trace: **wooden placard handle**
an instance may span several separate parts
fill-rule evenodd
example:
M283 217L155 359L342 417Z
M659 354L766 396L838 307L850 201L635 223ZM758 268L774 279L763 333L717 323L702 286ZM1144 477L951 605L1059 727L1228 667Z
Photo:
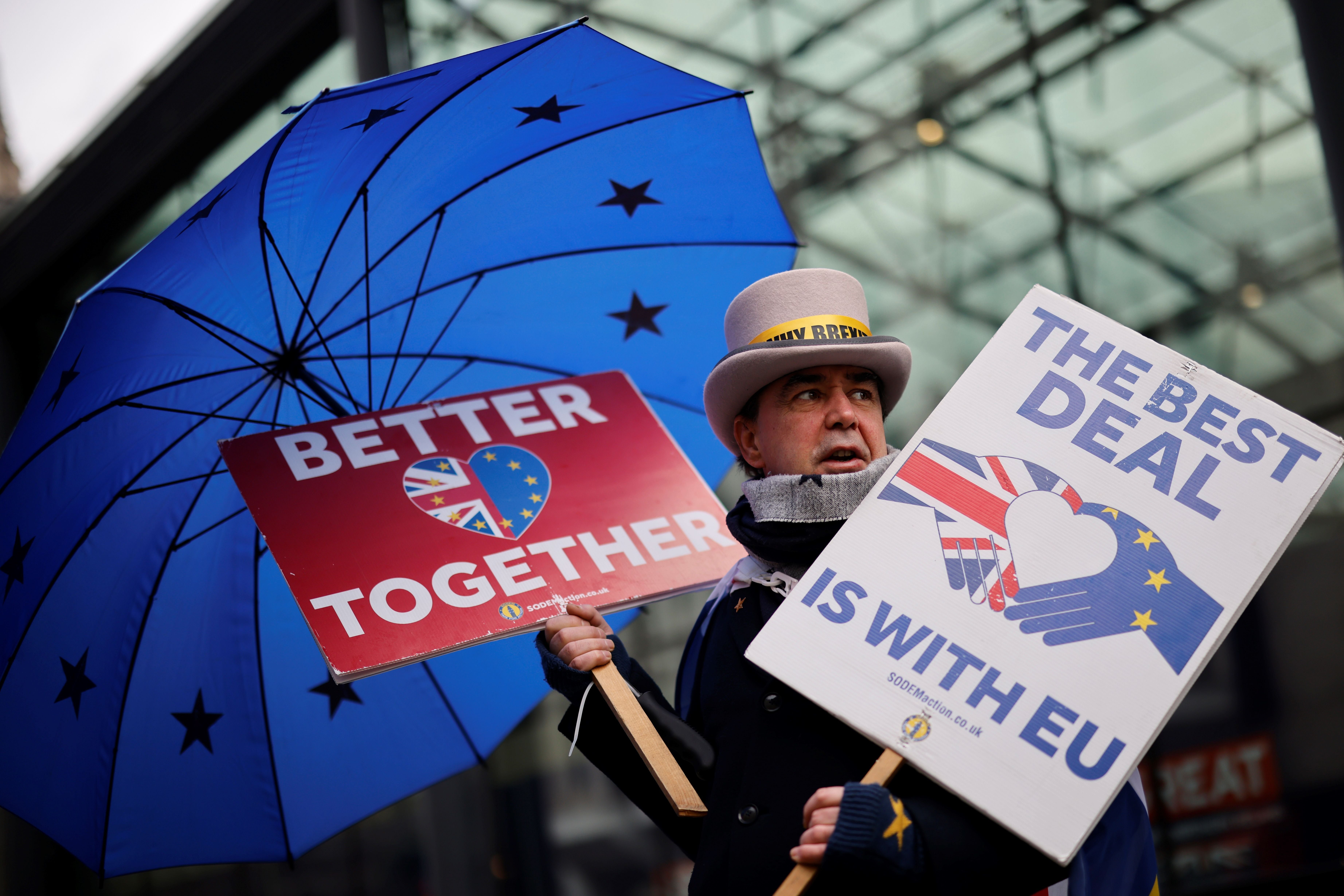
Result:
M659 782L663 795L676 809L676 814L685 818L708 814L710 810L700 801L700 795L695 793L695 787L681 771L681 766L672 758L672 751L663 743L663 737L659 736L648 713L634 697L630 685L621 677L616 664L607 662L595 666L593 680L597 682L598 690L602 692L606 705L612 707L612 712L616 713L625 733L630 737L630 743L634 744L640 759L648 766L653 780Z
M896 774L896 768L900 768L902 762L900 754L896 751L883 750L882 755L878 756L878 762L872 763L872 768L868 770L868 774L859 783L882 785L886 787L887 782ZM794 865L789 876L780 884L780 889L774 891L774 896L801 896L812 883L812 879L816 877L817 868L820 865Z

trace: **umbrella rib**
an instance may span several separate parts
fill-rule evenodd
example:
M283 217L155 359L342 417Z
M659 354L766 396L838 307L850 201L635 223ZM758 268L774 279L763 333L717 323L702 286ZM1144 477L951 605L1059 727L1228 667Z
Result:
M224 523L228 523L230 520L233 520L235 516L238 516L239 513L242 513L246 509L247 509L247 505L243 505L243 506L238 508L237 510L234 510L233 513L230 513L228 516L226 516L223 520L216 520L215 523L211 523L204 529L202 529L196 535L191 536L185 541L173 541L172 545L168 548L168 552L173 553L176 551L183 549L184 547L187 547L188 544L191 544L192 541L195 541L200 536L206 535L211 529L222 527Z
M363 356L363 355L353 355L352 357L356 357L356 359L359 359L359 357L364 357L364 356ZM336 367L336 361L335 361L335 360L332 360L332 367ZM336 368L336 375L337 375L337 376L340 376L340 368ZM308 371L308 376L312 376L312 377L313 377L313 382L314 382L314 383L317 383L319 386L323 386L323 387L325 387L325 388L329 388L329 390L332 390L333 392L336 392L337 395L341 395L343 398L348 398L348 399L349 399L349 403L351 403L351 404L352 404L352 406L355 407L355 410L352 411L353 414L362 414L362 412L364 412L364 411L370 411L370 410L372 410L372 408L368 408L368 407L364 407L364 408L362 408L362 407L359 406L359 399L356 399L356 398L355 398L353 395L351 395L349 392L341 392L341 391L340 391L339 388L336 388L336 386L335 386L333 383L329 383L329 382L324 380L324 379L323 379L321 376L317 376L317 373L313 373L312 371ZM297 391L297 388L296 388L296 391ZM319 403L319 402L317 402L317 399L316 399L316 398L313 398L312 395L309 395L308 398L309 398L309 399L310 399L310 400L312 400L313 403ZM344 415L343 415L343 416L344 416Z
M411 329L411 318L415 317L415 302L419 301L421 287L425 286L425 274L429 271L429 259L434 255L434 244L438 242L438 231L444 226L444 214L439 212L434 223L434 234L429 238L429 249L425 251L425 263L421 266L419 279L415 281L415 294L411 296L411 308L406 312L406 322L402 325L402 337L396 340L396 355L392 356L392 369L387 371L387 384L383 387L383 398L378 399L378 407L387 407L387 392L392 388L392 379L396 376L396 361L401 360L402 348L406 345L406 333ZM417 369L417 372L419 372ZM415 379L415 375L411 375ZM405 392L406 390L402 390ZM401 398L398 395L396 398Z
M214 470L211 473L198 473L196 476L184 476L180 480L173 480L171 482L160 482L157 485L146 485L142 489L126 489L126 497L132 494L140 494L141 492L153 492L155 489L167 489L169 485L181 485L183 482L191 482L194 480L208 480L212 476L219 476L227 473L227 470Z
M433 352L435 348L438 348L438 343L439 343L439 340L444 339L444 333L448 332L448 328L452 326L453 321L457 320L458 313L462 310L462 308L466 306L466 301L476 292L476 287L481 285L481 278L482 277L485 277L485 275L484 274L477 275L477 278L472 282L470 287L468 287L466 294L462 296L462 301L460 301L457 304L457 308L453 309L453 313L448 316L448 321L445 321L444 326L438 330L438 336L435 336L434 341L430 343L430 347L429 347L430 352ZM417 292L419 292L419 287L417 287ZM401 302L398 302L398 305L401 305ZM425 361L426 360L427 360L427 356L426 357L421 357L419 364L415 365L415 369L411 372L410 377L406 380L406 383L402 384L401 391L396 392L396 398L392 400L392 404L396 404L396 403L399 403L402 400L402 396L406 395L406 390L409 390L411 387L411 383L415 382L415 377L419 376L419 372L422 369L425 369ZM461 372L462 371L457 371L457 373L461 373ZM457 376L457 373L453 373L453 376ZM449 377L449 379L452 379L452 377ZM442 383L439 383L439 386L437 386L435 390L438 390L441 387L442 387Z
M547 261L552 261L552 259L556 259L556 258L571 258L574 255L594 255L594 254L598 254L598 253L622 253L622 251L637 251L637 250L644 250L644 249L700 249L700 247L712 247L712 246L754 246L754 247L761 247L761 249L775 246L775 247L780 247L780 249L800 249L798 243L792 242L792 240L747 240L747 239L722 239L722 240L708 240L707 239L707 240L668 242L668 243L621 243L621 244L616 244L616 246L589 246L586 249L569 249L569 250L559 251L559 253L548 253L546 255L532 255L530 258L517 258L517 259L508 261L508 262L500 262L499 265L493 265L491 267L482 267L480 270L468 271L466 274L461 274L460 277L454 277L452 279L446 279L442 283L435 283L434 286L427 286L427 287L419 290L419 296L406 297L406 298L402 298L402 300L398 300L398 301L392 302L391 305L380 308L376 312L374 312L374 316L378 317L379 314L386 314L388 312L392 312L392 310L401 308L406 302L413 301L413 298L419 298L419 297L423 297L423 296L429 296L430 293L437 292L439 289L446 289L449 286L456 286L457 283L461 283L462 281L469 279L472 277L484 277L485 274L493 274L495 271L508 270L509 267L520 267L523 265L531 265L531 263L535 263L535 262L547 262ZM358 326L362 326L363 324L364 324L363 320L355 320L355 321L347 324L345 326L340 328L339 330L335 330L327 339L336 339L337 336L344 336L349 330L352 330L352 329L355 329ZM394 402L394 404L395 404L395 402Z
M266 377L261 377L261 379L257 380L257 383L265 382L265 379ZM257 383L253 383L253 386L255 386ZM249 388L251 388L251 387L249 387ZM269 391L269 388L270 388L269 386L266 388L263 388L261 391L261 395L257 396L257 400L253 402L251 407L247 408L247 414L249 415L254 410L257 410L257 406L261 404L261 400L263 398L266 398L266 392ZM242 392L239 392L239 395L242 395ZM230 399L230 402L233 402L233 400L234 399ZM227 407L227 404L220 406L220 407ZM187 438L187 435L190 435L192 430L195 430L196 427L202 426L204 422L206 420L200 420L199 423L196 423L195 426L192 426L191 430L187 430L187 433L184 433L181 437L179 437L177 441L180 442L181 439ZM243 429L243 424L239 423L238 427L234 430L234 435L238 435L238 433L241 433L242 429ZM168 449L164 449L164 453L167 453L168 450L171 450L171 447L172 446L169 446ZM156 461L157 461L157 458L156 458ZM219 465L223 463L223 461L224 461L224 458L222 455L219 458L216 458L214 466L211 466L211 470L218 469ZM142 473L144 472L137 473L136 476L137 477L142 476ZM134 480L132 480L132 481L134 481ZM208 486L208 485L210 485L210 480L206 480L204 482L200 484L200 488L196 489L196 494L192 496L191 504L187 506L187 512L183 513L181 521L177 524L177 531L173 532L173 536L172 536L173 543L177 541L177 536L181 535L181 531L184 528L187 528L187 521L191 519L192 510L196 509L196 502L200 501L200 496L206 493L206 486ZM113 500L116 501L116 498L113 498ZM109 504L108 508L110 508L110 506L112 505ZM108 508L103 509L103 513L108 512ZM102 513L99 513L98 516L101 519ZM93 523L93 525L89 527L89 529L85 529L85 535L81 536L79 544L83 543L83 539L87 537L87 533L90 531L93 531L94 525L97 525L97 520ZM79 544L75 544L75 547L71 549L70 556L66 557L66 563L69 563L70 557L74 556L74 552L79 549ZM155 596L159 594L159 586L163 583L164 572L168 571L168 563L172 562L172 555L173 555L172 547L169 547L167 551L164 551L164 559L163 559L163 563L159 564L159 574L155 576L155 584L153 584L153 587L149 588L149 596L145 600L145 610L140 615L140 629L136 631L136 643L130 649L130 662L126 666L126 681L125 681L125 684L121 688L121 709L117 712L117 733L116 733L116 736L112 740L112 763L110 763L110 767L108 770L108 802L106 802L106 807L103 810L103 818L102 818L102 852L98 854L98 877L99 879L102 879L103 873L106 872L106 865L108 865L108 832L112 827L112 789L117 783L117 755L121 752L121 724L122 724L122 721L125 721L125 717L126 717L126 700L130 697L130 680L134 677L134 673L136 673L136 660L140 658L140 645L141 645L141 642L144 641L144 637L145 637L145 626L149 623L149 611L155 606ZM58 570L56 575L52 576L51 584L47 586L47 594L51 592L51 588L55 586L56 579L60 578L60 572L65 570L66 563L62 563L60 564L60 570ZM47 594L42 595L43 600L46 600ZM40 606L40 603L39 603L39 606ZM34 607L32 617L30 617L30 619L28 619L28 625L32 625L32 619L36 618L36 615L38 615L38 609ZM27 629L24 629L24 634L27 634ZM19 650L17 650L17 647L15 647L15 656L17 656L17 654L19 654ZM11 664L13 662L13 657L9 658L9 662ZM5 676L8 676L8 674L9 674L9 669L5 668ZM0 680L0 686L4 686L4 681L3 680Z
M426 111L423 116L421 116L421 118L415 124L413 124L410 128L407 128L406 133L403 133L401 137L396 138L396 142L394 142L391 146L388 146L387 152L383 153L383 157L379 159L378 164L374 165L374 169L371 172L368 172L368 177L366 177L364 183L360 184L359 191L355 193L355 197L351 199L349 206L345 208L345 215L344 215L344 218L341 218L340 226L337 226L336 227L336 232L332 234L332 239L327 244L327 251L323 253L323 261L317 266L317 273L313 274L313 287L308 293L309 304L312 302L313 293L317 292L317 283L323 278L323 271L327 270L327 262L328 262L328 259L331 259L332 251L336 249L336 240L340 238L340 232L341 232L341 230L344 230L345 222L349 220L351 214L355 211L355 204L359 201L360 195L364 193L368 189L368 184L372 183L374 176L378 175L379 171L382 171L383 165L387 164L387 160L392 157L392 153L396 152L396 149L403 142L406 142L406 138L410 137L417 129L419 129L419 126L422 124L425 124L426 121L429 121L430 117L434 116L439 109L442 109L444 106L446 106L448 103L450 103L453 99L456 99L458 95L461 95L461 93L464 90L466 90L468 87L470 87L470 86L478 83L481 79L484 79L485 75L493 74L500 67L503 67L503 66L513 62L515 59L517 59L523 54L526 54L526 52L528 52L531 50L535 50L536 47L540 47L547 40L551 40L552 38L556 38L556 36L564 34L566 31L569 31L570 28L575 28L575 27L578 27L581 24L583 24L583 21L575 21L575 23L570 24L567 28L560 28L560 30L556 30L556 31L554 31L554 32L551 32L548 35L544 35L540 40L536 40L535 43L531 43L531 44L523 47L521 50L519 50L517 52L515 52L513 55L511 55L511 56L508 56L505 59L501 59L500 62L495 63L493 66L491 66L485 71L480 73L478 75L476 75L474 78L472 78L470 81L468 81L466 83L464 83L461 87L458 87L453 93L450 93L446 97L444 97L438 103L434 105L433 109L430 109L429 111ZM296 116L296 118L297 117L301 117L301 116ZM297 124L297 122L292 122L292 124ZM278 152L278 149L280 149L280 144L278 142L276 144L276 149ZM274 156L271 156L271 161L274 161ZM270 165L266 165L266 173L267 175L270 173ZM262 195L263 196L265 196L265 192L266 192L266 183L263 180L262 181ZM417 227L422 226L431 216L433 215L426 216L425 220L421 222L421 224L417 224ZM407 234L407 236L409 235L410 234ZM406 238L403 236L402 239L406 239ZM398 244L401 244L401 240L398 240ZM359 286L359 283L352 285L349 287L349 290L345 293L345 296L349 296L349 293L353 292L356 286ZM337 300L336 304L340 305L340 302L345 301L345 296L341 296L340 300ZM327 321L328 316L329 316L329 313L323 316L323 322ZM312 314L309 314L309 320L312 320ZM313 326L316 328L317 324L314 322ZM296 329L294 330L294 340L297 340L297 339L298 339L298 330ZM351 400L353 402L353 399L351 399Z
M242 395L247 394L254 386L257 386L257 383L263 383L265 380L266 380L265 376L257 377L255 380L253 380L251 383L249 383L242 391L235 392L233 396L230 396L230 399L227 402L224 402L223 404L220 404L219 407L228 407L233 402L238 400ZM262 390L262 396L265 396L265 395L266 395L266 390ZM259 403L259 402L261 402L261 396L258 396L258 399L257 399L257 403ZM257 407L257 403L253 403L253 408ZM251 408L249 408L249 412L250 411L251 411ZM136 474L132 476L130 480L128 480L125 485L122 485L120 489L117 489L117 493L112 496L112 500L108 501L108 504L103 505L103 508L101 510L98 510L98 514L93 519L93 521L87 527L85 527L83 532L79 533L79 537L75 540L74 545L70 548L70 552L66 555L66 559L60 562L59 567L56 567L55 574L52 574L52 576L51 576L51 582L47 583L47 587L43 590L42 596L38 598L38 603L32 607L32 613L28 615L28 622L24 623L23 631L19 634L19 639L13 645L13 653L9 654L9 660L5 662L4 672L0 673L0 689L4 689L4 684L9 678L9 670L13 668L13 661L19 657L19 650L23 649L23 642L28 637L28 630L32 627L34 619L38 618L38 613L42 610L42 606L46 603L47 595L51 594L51 590L54 587L56 587L56 582L60 579L60 575L66 571L66 567L74 559L74 556L79 551L79 548L83 547L83 543L89 539L89 535L95 528L98 528L99 523L102 523L102 517L108 516L108 512L112 510L112 508L117 504L117 501L120 501L121 498L125 497L125 492L126 492L128 486L134 485L140 480L140 477L144 476L145 473L148 473L149 470L152 470L153 466L156 463L159 463L159 461L161 461L168 454L168 451L173 450L175 447L177 447L177 445L180 445L183 439L185 439L188 435L191 435L198 429L200 429L202 426L204 426L207 420L208 420L208 418L203 418L203 419L196 420L195 423L192 423L190 427L187 427L187 430L181 435L179 435L177 438L175 438L172 442L169 442L148 463L145 463L142 467L140 467L140 470L137 470ZM239 424L239 429L242 429L242 424ZM223 458L220 458L220 459L223 459ZM214 470L215 467L218 467L218 462L215 463L215 466L211 467L211 470ZM204 489L206 485L208 485L208 481L207 482L202 482L200 488ZM180 529L179 529L179 533L180 533Z
M321 98L327 93L328 93L328 90L324 89L323 93L319 94L317 98ZM262 172L261 185L257 189L257 226L262 231L261 234L258 234L258 236L261 239L261 261L262 261L262 269L266 273L266 289L270 293L270 312L271 312L271 314L276 318L276 339L280 341L281 345L285 344L285 330L280 325L280 306L276 305L276 287L270 282L270 262L266 258L266 236L270 232L270 224L266 223L266 187L267 187L267 184L270 184L270 169L276 165L276 157L280 156L280 148L285 145L285 141L289 140L289 134L292 134L294 132L294 128L298 126L298 122L302 121L304 116L306 116L309 111L312 111L312 109L314 106L316 106L316 102L314 101L309 101L298 111L298 114L294 116L293 121L290 121L288 125L285 125L281 129L280 137L276 140L276 145L271 146L271 149L270 149L270 157L266 160L266 171ZM347 215L348 214L349 212L347 212ZM344 226L344 220L341 222L341 224ZM337 228L336 232L339 235L340 230ZM274 240L271 240L271 244L274 246ZM335 246L335 236L332 238L332 244ZM329 254L331 253L331 247L328 247L327 251ZM280 257L280 249L276 250L276 255ZM286 273L288 273L288 270L286 270ZM317 282L313 281L313 289L316 289L316 287L317 287ZM302 316L300 316L298 320L302 321L304 320ZM297 324L296 324L296 332L297 332Z
M20 473L23 473L23 470L30 463L32 463L35 459L38 459L39 454L42 454L43 451L46 451L48 447L51 447L52 445L55 445L56 442L59 442L62 438L65 438L70 433L75 431L77 429L79 429L81 426L83 426L89 420L91 420L93 418L95 418L95 416L98 416L98 415L101 415L101 414L103 414L106 411L110 411L114 407L121 407L122 404L125 404L128 400L130 400L133 398L140 398L141 395L149 395L151 392L157 392L159 390L173 388L175 386L184 386L187 383L194 383L196 380L208 379L211 376L223 376L224 373L241 373L242 371L251 371L251 369L257 369L257 368L254 365L247 365L247 367L228 367L228 368L224 368L222 371L211 371L208 373L196 373L194 376L184 376L180 380L169 380L168 383L161 383L159 386L151 386L148 388L140 390L138 392L132 392L130 395L124 395L124 396L121 396L118 399L108 402L102 407L94 408L93 411L89 411L87 414L85 414L79 419L74 420L73 423L69 423L63 430L60 430L59 433L56 433L55 435L52 435L50 439L47 439L46 442L43 442L42 446L38 447L38 450L35 450L32 454L30 454L27 458L24 458L23 463L20 463L15 469L15 472L9 474L9 478L5 480L3 485L0 485L0 494L4 494L4 490L9 488L9 484L13 482L15 477L17 477ZM265 377L262 377L262 379L265 379ZM255 386L259 382L261 382L259 379L255 380L253 383L253 386Z
M212 416L216 420L238 420L239 423L258 423L261 426L269 424L271 429L276 429L277 426L298 426L297 423L274 423L271 420L258 420L255 418L247 418L247 416L233 416L230 414L211 414L210 411L187 411L180 407L163 407L161 404L142 404L141 402L122 402L122 406L138 407L145 411L168 411L169 414L187 414L190 416Z
M364 353L374 353L374 318L370 316L374 301L374 282L368 275L368 191L364 191ZM374 359L364 359L364 368L368 371L368 410L374 410Z
M452 373L449 373L448 376L445 376L445 377L444 377L444 380L442 380L442 382L439 382L439 384L438 384L438 386L435 386L435 387L434 387L434 388L431 388L430 391L425 392L425 396L423 396L423 398L421 398L419 403L421 403L421 404L423 404L425 402L427 402L427 400L429 400L429 398L430 398L431 395L434 395L434 394L435 394L437 391L439 391L441 388L444 388L445 386L448 386L449 383L452 383L452 382L453 382L454 379L457 379L457 375L458 375L458 373L461 373L462 371L465 371L465 369L466 369L468 367L470 367L470 365L472 365L472 364L474 364L474 363L476 363L476 359L474 359L474 357L470 357L470 359L468 359L468 360L462 361L462 365L461 365L461 367L458 367L458 368L457 368L456 371L453 371Z
M474 189L477 189L480 187L484 187L485 184L488 184L489 181L495 180L500 175L507 173L507 172L517 168L519 165L530 163L534 159L539 159L540 156L544 156L547 153L555 152L556 149L562 149L562 148L569 146L570 144L578 142L581 140L586 140L589 137L595 137L597 134L606 133L607 130L614 130L617 128L625 128L626 125L634 125L634 124L638 124L641 121L648 121L649 118L657 118L660 116L671 116L671 114L677 113L677 111L685 111L687 109L696 109L699 106L707 106L710 103L723 102L724 99L742 98L746 94L743 94L741 91L735 91L735 93L724 94L722 97L714 97L712 99L700 99L698 102L685 103L685 105L681 105L681 106L673 106L672 109L661 109L659 111L650 111L648 114L637 116L637 117L629 118L626 121L618 121L618 122L614 122L614 124L610 124L610 125L605 125L602 128L597 128L597 129L590 130L587 133L582 133L582 134L578 134L575 137L570 137L569 140L562 140L558 144L552 144L552 145L550 145L550 146L547 146L544 149L539 149L535 153L531 153L530 156L524 156L523 159L515 160L515 161L509 163L508 165L504 165L503 168L500 168L500 169L492 172L492 173L487 175L485 177L481 177L474 184L464 188L456 196L453 196L452 199L449 199L448 201L445 201L442 206L439 206L438 208L435 208L434 211L431 211L429 215L426 215L423 219L421 219L419 223L417 223L401 239L398 239L395 243L392 243L391 247L388 247L388 250L384 251L378 258L376 262L374 262L374 265L370 267L370 270L372 267L378 267L380 263L383 263L383 261L386 261L388 255L391 255L394 251L396 251L396 249L403 242L406 242L407 239L410 239L411 234L414 234L417 230L419 230L421 227L423 227L430 220L430 218L433 218L434 215L442 214L444 211L448 210L449 206L452 206L453 203L456 203L462 196L470 193L472 191L474 191ZM370 175L370 177L372 179L372 175ZM368 188L368 181L366 181L366 184L364 184L364 187L362 187L362 189L367 189L367 188ZM351 207L353 208L353 203L351 203ZM341 227L344 227L344 220L341 222ZM340 236L340 228L337 228L336 236ZM336 243L336 236L332 238L332 246L335 246L335 243ZM792 243L790 242L789 244L790 246L796 246L797 243ZM331 249L328 249L328 254L329 253L331 253ZM327 262L327 259L324 258L323 263L325 265L325 262ZM321 277L321 270L319 270L317 275ZM313 286L316 289L316 281L313 282ZM339 309L341 306L341 304L349 297L349 294L352 292L355 292L355 289L358 289L358 287L359 287L359 281L356 281L355 283L352 283L351 287L348 290L345 290L345 293L339 300L336 300L336 302L327 310L327 313L323 314L321 322L325 324L327 318L331 317L333 313L336 313L336 309Z
M434 670L429 668L429 662L425 660L421 660L421 665L425 666L425 674L429 676L429 681L434 685L434 690L438 692L444 705L448 707L448 715L453 716L453 721L457 723L457 729L462 732L462 739L466 742L466 746L472 748L472 754L476 756L477 764L485 766L485 758L481 755L481 751L476 748L476 742L472 740L472 735L466 733L466 725L464 725L462 720L457 717L457 709L453 709L453 701L448 699L448 695L444 693L444 688L439 686L438 677L434 674Z
M238 352L239 355L242 355L243 357L246 357L249 361L251 361L257 367L263 367L263 365L269 364L269 361L258 361L255 357L253 357L251 355L249 355L243 349L238 348L237 345L231 344L228 340L222 339L219 336L219 333L211 333L208 329L206 329L204 326L200 325L200 321L206 321L211 326L218 326L219 329L224 330L230 336L241 339L242 341L247 343L249 345L259 348L261 351L266 352L267 355L271 353L271 351L269 348L266 348L265 345L262 345L261 343L258 343L255 340L247 339L246 336L243 336L242 333L239 333L238 330L235 330L235 329L233 329L230 326L224 326L223 324L220 324L219 321L214 320L208 314L202 314L200 312L198 312L198 310L195 310L192 308L187 308L181 302L176 302L176 301L168 298L167 296L156 296L155 293L146 293L145 290L142 290L142 289L134 289L133 286L108 286L105 289L99 289L98 293L121 293L124 296L134 296L137 298L146 298L146 300L149 300L152 302L159 302L160 305L163 305L168 310L176 313L179 317L181 317L187 322L192 324L194 326L200 328L202 332L208 333L210 336L212 336L214 339L219 340L220 343L223 343L224 345L227 345L228 348L234 349L235 352ZM97 296L98 293L91 293L91 294ZM200 320L194 320L194 318L200 318Z
M261 559L266 548L261 544L261 531L253 529L253 634L257 639L257 688L261 690L261 719L266 728L266 755L270 758L270 782L276 787L276 807L280 810L280 832L285 837L285 861L294 866L294 853L289 848L289 823L285 821L285 801L280 795L280 772L276 770L276 747L270 739L270 707L266 705L266 676L261 666Z
M644 395L644 398L649 399L650 402L663 402L664 404L671 404L672 407L679 407L683 411L691 411L692 414L699 414L700 416L706 415L703 407L696 407L695 404L687 404L684 402L676 400L675 398L665 398L663 395L653 395L652 392L644 392L642 395Z

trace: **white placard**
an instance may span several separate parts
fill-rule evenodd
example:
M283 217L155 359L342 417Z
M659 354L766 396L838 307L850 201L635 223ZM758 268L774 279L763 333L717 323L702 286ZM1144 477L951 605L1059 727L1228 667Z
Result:
M746 656L1064 864L1341 455L1036 286Z

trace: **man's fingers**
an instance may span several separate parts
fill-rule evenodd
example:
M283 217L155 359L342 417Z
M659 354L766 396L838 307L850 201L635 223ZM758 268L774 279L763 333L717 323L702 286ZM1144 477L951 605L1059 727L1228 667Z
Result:
M817 793L808 797L808 802L802 807L802 826L812 826L812 813L828 806L839 806L841 799L844 799L844 787L821 787L817 790Z
M575 660L593 650L601 650L607 656L607 658L610 658L612 652L616 650L616 645L606 638L583 638L582 641L573 641L564 645L555 653L555 656L562 661L574 665Z
M605 639L606 633L603 633L601 629L587 625L569 626L567 629L560 629L559 631L556 631L555 637L552 637L547 642L547 646L551 649L551 653L554 653L555 656L560 656L560 650L564 649L564 645L574 643L575 641L590 641L593 638Z
M825 856L825 844L809 844L806 846L794 846L790 849L789 858L800 865L820 865L821 857Z
M808 825L808 829L810 830L817 825L831 825L833 827L837 821L840 821L840 806L827 806L825 809L813 809L812 821Z
M612 662L610 650L589 650L587 653L579 654L570 662L570 669L578 669L579 672L593 672L597 666L605 666Z

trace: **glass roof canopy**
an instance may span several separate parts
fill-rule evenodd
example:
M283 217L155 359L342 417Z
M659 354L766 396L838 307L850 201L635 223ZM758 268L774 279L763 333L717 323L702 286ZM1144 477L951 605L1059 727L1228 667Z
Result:
M798 265L914 349L898 443L1036 282L1261 391L1344 355L1282 0L411 0L414 63L582 15L754 91Z

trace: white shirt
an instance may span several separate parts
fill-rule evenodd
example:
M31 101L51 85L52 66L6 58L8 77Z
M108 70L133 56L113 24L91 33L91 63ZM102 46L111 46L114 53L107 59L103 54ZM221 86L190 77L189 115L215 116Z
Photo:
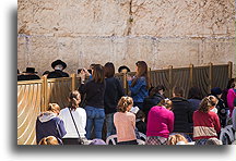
:::
The exercise: Render the lines from the start of the items through the line containing "M896 774L896 768L900", inclusive, as a Markdown table with the columns Index and Entry. Number each row, skip blank lines, and leave the pictures out.

Completed exercise:
| Index | Entry |
|---|---|
| 1 | trace: **wooden placard handle** |
| 2 | an instance may span several separate parts |
| 3 | fill-rule evenodd |
| 4 | example: |
| 5 | M283 217L155 359L342 417Z |
| 6 | M659 354L766 396L838 307L850 201L635 223ZM758 268L774 279L763 333L717 323L702 286ZM1144 477L951 605L1059 727L1228 667Z |
| 7 | Photo: |
| 8 | Result: |
| 9 | M659 782L663 795L676 809L676 814L685 818L708 814L710 810L700 801L700 795L695 793L695 787L681 771L681 766L672 758L672 751L663 743L663 737L659 736L648 713L634 697L630 685L621 677L616 664L607 662L595 666L593 680L597 682L598 690L602 692L606 705L612 707L612 712L616 713L625 733L630 737L630 743L634 744L640 759L648 766L653 780Z |
| 10 | M896 774L896 768L900 768L902 762L900 754L896 751L883 750L882 755L878 756L878 762L872 763L872 768L868 770L868 774L859 783L882 785L886 787L887 782ZM794 865L789 876L780 884L780 889L774 891L774 896L801 896L812 883L812 879L816 877L817 868L820 865Z |